Supplied records:

- - - -

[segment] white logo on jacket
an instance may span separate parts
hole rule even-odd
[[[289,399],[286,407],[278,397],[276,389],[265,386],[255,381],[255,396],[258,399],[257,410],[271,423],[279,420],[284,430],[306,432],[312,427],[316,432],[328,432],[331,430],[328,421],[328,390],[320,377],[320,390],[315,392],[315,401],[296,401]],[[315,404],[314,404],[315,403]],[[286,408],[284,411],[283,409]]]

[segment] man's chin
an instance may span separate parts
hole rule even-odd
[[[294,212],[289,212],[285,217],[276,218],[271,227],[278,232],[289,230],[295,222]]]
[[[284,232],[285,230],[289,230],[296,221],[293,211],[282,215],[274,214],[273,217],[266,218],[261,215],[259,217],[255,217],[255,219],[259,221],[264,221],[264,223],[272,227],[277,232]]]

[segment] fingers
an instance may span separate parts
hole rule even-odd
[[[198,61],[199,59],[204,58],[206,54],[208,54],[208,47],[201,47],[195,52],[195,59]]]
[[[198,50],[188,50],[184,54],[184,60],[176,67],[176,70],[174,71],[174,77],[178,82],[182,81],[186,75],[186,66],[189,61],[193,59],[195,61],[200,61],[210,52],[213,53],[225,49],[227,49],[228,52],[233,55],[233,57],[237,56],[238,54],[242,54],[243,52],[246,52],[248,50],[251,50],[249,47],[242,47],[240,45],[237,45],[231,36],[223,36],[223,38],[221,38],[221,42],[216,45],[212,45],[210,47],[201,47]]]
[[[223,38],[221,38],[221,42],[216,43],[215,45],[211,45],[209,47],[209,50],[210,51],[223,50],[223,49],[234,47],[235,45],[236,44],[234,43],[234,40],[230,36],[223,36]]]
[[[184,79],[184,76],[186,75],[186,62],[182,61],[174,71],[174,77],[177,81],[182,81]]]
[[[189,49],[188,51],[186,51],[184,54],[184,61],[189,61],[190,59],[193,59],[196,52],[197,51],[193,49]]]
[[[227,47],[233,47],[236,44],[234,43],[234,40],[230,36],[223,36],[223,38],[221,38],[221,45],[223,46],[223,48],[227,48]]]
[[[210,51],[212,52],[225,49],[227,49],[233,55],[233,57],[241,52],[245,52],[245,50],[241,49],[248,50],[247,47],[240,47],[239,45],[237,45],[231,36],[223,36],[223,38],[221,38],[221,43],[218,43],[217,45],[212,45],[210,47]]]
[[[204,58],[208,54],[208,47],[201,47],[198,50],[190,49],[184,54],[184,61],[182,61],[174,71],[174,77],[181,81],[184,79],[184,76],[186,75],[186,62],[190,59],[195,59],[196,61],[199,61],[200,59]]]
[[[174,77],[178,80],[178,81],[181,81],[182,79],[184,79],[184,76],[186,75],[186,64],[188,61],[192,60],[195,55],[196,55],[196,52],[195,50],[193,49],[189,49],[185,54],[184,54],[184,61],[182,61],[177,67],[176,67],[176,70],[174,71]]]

- - - -

What this task involves: When transcribing the data, keep every line exactly as it is.

Response area:
[segment] white logo on jacket
an instance may span separate parts
hole rule even-odd
[[[289,399],[286,407],[278,397],[276,389],[265,386],[255,381],[255,396],[258,399],[257,410],[271,423],[279,420],[284,430],[306,432],[312,427],[316,432],[328,432],[331,430],[328,421],[328,390],[320,377],[320,390],[315,392],[315,401],[296,401]],[[315,404],[314,404],[315,403]],[[286,408],[284,411],[283,409]]]

[segment] man's chin
an instance may span separate parts
hole rule even-odd
[[[294,212],[289,212],[285,217],[276,218],[271,227],[278,232],[289,230],[295,222]]]
[[[284,232],[285,230],[289,230],[296,221],[293,211],[282,215],[274,214],[273,217],[266,218],[261,215],[259,217],[255,217],[255,219],[259,221],[264,221],[264,223],[272,227],[277,232]]]

[segment] fingers
an instance may span separate parts
hole rule even-odd
[[[198,61],[199,59],[204,58],[206,54],[208,54],[208,47],[201,47],[195,52],[195,59]]]
[[[198,50],[188,50],[184,54],[184,60],[176,67],[176,70],[174,71],[174,77],[178,82],[182,81],[186,75],[186,66],[189,61],[193,59],[195,61],[200,61],[210,52],[213,53],[225,49],[227,49],[228,52],[233,55],[233,57],[237,56],[238,54],[242,54],[243,52],[246,52],[248,50],[251,50],[249,47],[242,47],[240,45],[237,45],[231,36],[223,36],[223,38],[221,38],[221,42],[216,45],[212,45],[210,47],[201,47]]]
[[[223,38],[221,38],[221,42],[216,43],[215,45],[211,45],[209,47],[209,50],[210,51],[223,50],[223,49],[234,47],[235,45],[236,44],[234,43],[234,40],[230,36],[223,36]]]
[[[184,79],[184,76],[186,75],[186,62],[182,61],[174,71],[174,77],[177,81],[182,81]]]
[[[189,49],[188,51],[186,51],[184,54],[184,61],[189,61],[190,59],[193,59],[196,52],[197,51],[193,49]]]
[[[227,47],[233,47],[236,44],[234,43],[234,40],[230,36],[223,36],[223,38],[221,38],[221,45],[223,46],[223,48],[227,48]]]
[[[210,51],[212,52],[225,49],[227,49],[233,55],[233,57],[241,52],[245,52],[245,50],[241,49],[248,50],[247,47],[240,47],[239,45],[237,45],[231,36],[223,36],[223,38],[221,38],[221,43],[218,43],[217,45],[212,45],[210,47]]]
[[[204,58],[208,54],[208,47],[201,47],[198,50],[190,49],[184,54],[184,61],[182,61],[174,71],[174,77],[181,81],[184,79],[184,76],[186,75],[186,62],[190,59],[195,59],[196,61],[199,61],[200,59]]]
[[[174,77],[178,80],[178,81],[181,81],[182,79],[184,79],[184,76],[186,75],[186,64],[188,61],[192,60],[195,55],[196,55],[196,52],[195,50],[193,49],[189,49],[185,54],[184,54],[184,61],[182,61],[177,67],[176,67],[176,70],[174,71]]]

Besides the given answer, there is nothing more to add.